WHAT YOU NEED TO DO: Copy the lines below verbatim, but only from the line containing "Provide the location of each instance of the vaulted" through the end of the data.

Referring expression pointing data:
####################

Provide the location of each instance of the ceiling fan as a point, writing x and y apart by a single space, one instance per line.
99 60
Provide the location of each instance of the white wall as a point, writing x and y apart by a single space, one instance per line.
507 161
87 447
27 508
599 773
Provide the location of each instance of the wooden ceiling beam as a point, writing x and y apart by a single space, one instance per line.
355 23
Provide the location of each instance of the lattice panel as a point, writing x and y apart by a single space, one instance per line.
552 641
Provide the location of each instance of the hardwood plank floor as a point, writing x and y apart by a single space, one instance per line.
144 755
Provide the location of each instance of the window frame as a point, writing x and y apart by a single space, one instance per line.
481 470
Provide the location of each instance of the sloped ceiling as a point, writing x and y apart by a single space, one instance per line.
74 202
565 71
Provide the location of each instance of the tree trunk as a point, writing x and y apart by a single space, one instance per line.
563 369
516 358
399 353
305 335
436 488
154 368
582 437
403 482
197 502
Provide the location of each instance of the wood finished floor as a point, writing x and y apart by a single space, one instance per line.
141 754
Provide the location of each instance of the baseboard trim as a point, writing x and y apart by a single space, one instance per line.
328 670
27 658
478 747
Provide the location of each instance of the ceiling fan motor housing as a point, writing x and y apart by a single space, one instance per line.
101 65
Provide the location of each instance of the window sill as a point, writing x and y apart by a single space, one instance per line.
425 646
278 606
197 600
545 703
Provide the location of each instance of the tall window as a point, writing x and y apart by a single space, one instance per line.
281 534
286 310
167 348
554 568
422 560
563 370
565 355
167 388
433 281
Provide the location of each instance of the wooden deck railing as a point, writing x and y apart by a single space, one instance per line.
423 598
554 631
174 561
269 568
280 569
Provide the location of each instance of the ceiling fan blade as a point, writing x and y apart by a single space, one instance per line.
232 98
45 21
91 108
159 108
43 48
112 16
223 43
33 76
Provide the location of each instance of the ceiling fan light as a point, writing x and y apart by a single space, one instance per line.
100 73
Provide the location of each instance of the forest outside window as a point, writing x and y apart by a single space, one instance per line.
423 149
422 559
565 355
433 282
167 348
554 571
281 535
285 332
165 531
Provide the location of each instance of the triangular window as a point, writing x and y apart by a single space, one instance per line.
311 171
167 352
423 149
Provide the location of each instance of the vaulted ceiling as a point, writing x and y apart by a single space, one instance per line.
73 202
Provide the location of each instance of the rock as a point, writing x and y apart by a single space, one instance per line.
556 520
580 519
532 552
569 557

####################

REPLY:
Provide the location of each instance of the vaulted ceiling as a point, writing x and y apart by a single space, one instance per line.
73 202
Provide the location of each instance of the rock as a point, writing x and y apart by a single space, one instance per line.
556 520
580 519
532 552
569 557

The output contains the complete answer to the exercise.